• Tasks:
- a) From the oral argument transcript on the employer's burden, reproduce the passage starting at "We believe that" and ending at "you more trouble?".
- b) In the oral argument transcript on the employer's burden, condense the paragraph beginning "Congress had before it some 12 years" into a shorter version that keeps its main facts.
- c) Go on with the oral argument transcript on the employer's burden, starting after its final sentence.

• Page excerpt:
● ● ● ●
Mr. Ames: --I believe that when you deal with Senator Ball, there is a comment that is contra to the legislative language itself.
When you look at 10(c), which is intended to ensure that a deserving employee can seek relief, and that is the way 10(c) is structured, and you read it in conjunction with the rules of evidence, which are clearly articulated in 10(b), which we see in Rule 301 of the federal rules, and made applicable to the Board, I think we must look at the language of the statute and say that it is very clear on its face, and that what Congress was concerned with was the ultimate burden of proof, and not concerned with the shifting burden, the shifting burden that rises in the presumption of the original prima facie showing, which would be a burden of production that devolves upon the employer.
We recognize that some burden devolves upon the employer.
We do not think it is a burden of persuasion.
We believe that it is a burden of production, to come forward as a prima facie case would normally require the employer to come forward, to give a reason or reasons for his conduct.
Should he not do that, he runs the risk, the risk of not meeting the presumption raised by the prima facie case, and thereby not dispelling the inference of harboring or possessing an impermissible discriminatory motive.
Unidentified Justice: If the statement that Justice O'Connor has just referred to had been made by Senator Taft rather than another Senator, would that give you more trouble?
Mr. Ames: Senator Taft's statements, I believe... No, it would not.
I believe Senator Taft's statements in the debates are very clear.
He was talking about ultimate burden.
I believe he was talking about that the Board must be of the opinion, based upon only the preponderance of the evidence, that the employer either acted permissibly or otherwise, that the nature of the shifting burden was never really addressed by Congress in 1947.
What was specifically addressed in '47 was a bit of a course correction, if you will.
Congress had before it some 12 years of history of the Board's conduct under the Act, and it recognized that it was in fact practicing an in part test, that once a motivating factor was shown, notwithstanding the employer's proferred reason for his conduct, the Board would find the employer having harbored some discriminatory motive predicated on an anti-union purpose, and would find him as violating Section 8.
The amendment of '47 corrected that course, so that the Board cannot use the in part motive, such that the Board must be of an opinion completely based upon a preponderance of the evidence.
That compelled the general counsel, I might note, not to be a lazy participant.
If you follow logically what the Board has done in its Wright-Line holding, it has allowed the general counsel to come forward with a prima facie case based upon a showing of motivation, of protected union activity, some knowledge of that in the employer, and a closeness in time, if you will, between the employer's conduct and the employer's protected activity.
That establishes a prima facie case.
There is no specific authority for that, but that is the way it operates in industrial relations cases before the Board.
The Board recognizes that.
● ● ● ●
(Records of labeled points)

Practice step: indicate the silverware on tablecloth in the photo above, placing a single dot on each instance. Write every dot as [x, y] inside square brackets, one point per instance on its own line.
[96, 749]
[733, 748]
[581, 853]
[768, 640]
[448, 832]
● ● ● ●
• Task responses:
- a)
We believe that it is a burden of production, to come forward as a prima facie case would normally require the employer to come forward, to give a reason or reasons for his conduct.
Should he not do that, he runs the risk, the risk of not meeting the presumption raised by the prima facie case, and thereby not dispelling the inference of harboring or possessing an impermissible discriminatory motive.
Unidentified Justice: If the statement that Justice O'Connor has just referred to had been made by Senator Taft rather than another Senator, would that give you more trouble?

- b) Congress had about 12 years of the Board's history under the Act to review. It saw that the Board was applying an "in part" test. Under that test, once a motivating factor was shown, the Board would find that the employer had an anti-union discriminatory motive and had violated Section 8, regardless of the reason the employer offered for its conduct.

- c)
In its own Wright-Line test, in its own holding, it says general counsel shall raise the inference.
The employer now must come forward.
This is the way the Act is structured.
If he doesn't come forward, he loses, because there is nothing before the trier of fact to suggest to rebut a presumption, and the inference raised by that prima facie cases is not vitiated, and it would be reasonable for the trier of fact to find that it was more likely than not that the employer acted because of his anti-union animus.
Unidentified Justice: The employer could respond certainly in two different ways.
One, he could say, I am going to meet the evidence of any discriminatory bias or any anti-union bias.
He could say, perhaps the employer made out a prima facie case, and raised an inference, but I am going to meet that inference.
I am going to put up enough evidence to at least neutralize that evidence.
Or, he could say, well, even if there is an inference of anti-union bias, I would have fired him anyway.
And it's only the latter that the board claims the employer has the burden of proving.
Mr. Ames: Justice White, I think the Board in all honesty is confused.
They get confused with the handles they try to apply to cases, whether it is pretext, dual motive, or any other thing they are talking about.
Section 8 is a... and specifically 8(a)(3) addresses the issue of discrimination.
What you call it is really not material.
What is material is that the Board must raise an inference, a motivating factor for conduct.
The employer must come forward with a reason or some reasons to show what he has done.
Unidentified Justice: Well, he could come forward and say, I didn't do it at all.
I didn't have any anti-union bias.
Somebody just lied.
Mr. Ames: Yes, he might, and in fact I might--
Unidentified Justice: And he might win on that basis.
Mr. Ames: --In fact, I might comment, Justice White, that that is what happens generally in these cases.
The Board makes a charge, or a complaint comes forward, and the employer says, I didn't do it.
It is sort of like, if I might use a hypo in this particular case--
Unidentified Justice: Well, if he does that, the general counsel still has the burden of proof.
Mr. Ames: --Of course.
In the hypo I was going to use in response to that, in the prima facie case, is what we see in tort law all the time.
Two cars have a collision at an intersection.
A sues B.
And A claims that but for the negligence of B, I would not have suffered property damage or personal injury.
B says, I didn't do it.
We understand it.
A must now prove that but for the negligence of B, I wouldn't have suffered any property damage or personal injury.
That's the role of the prima facie case.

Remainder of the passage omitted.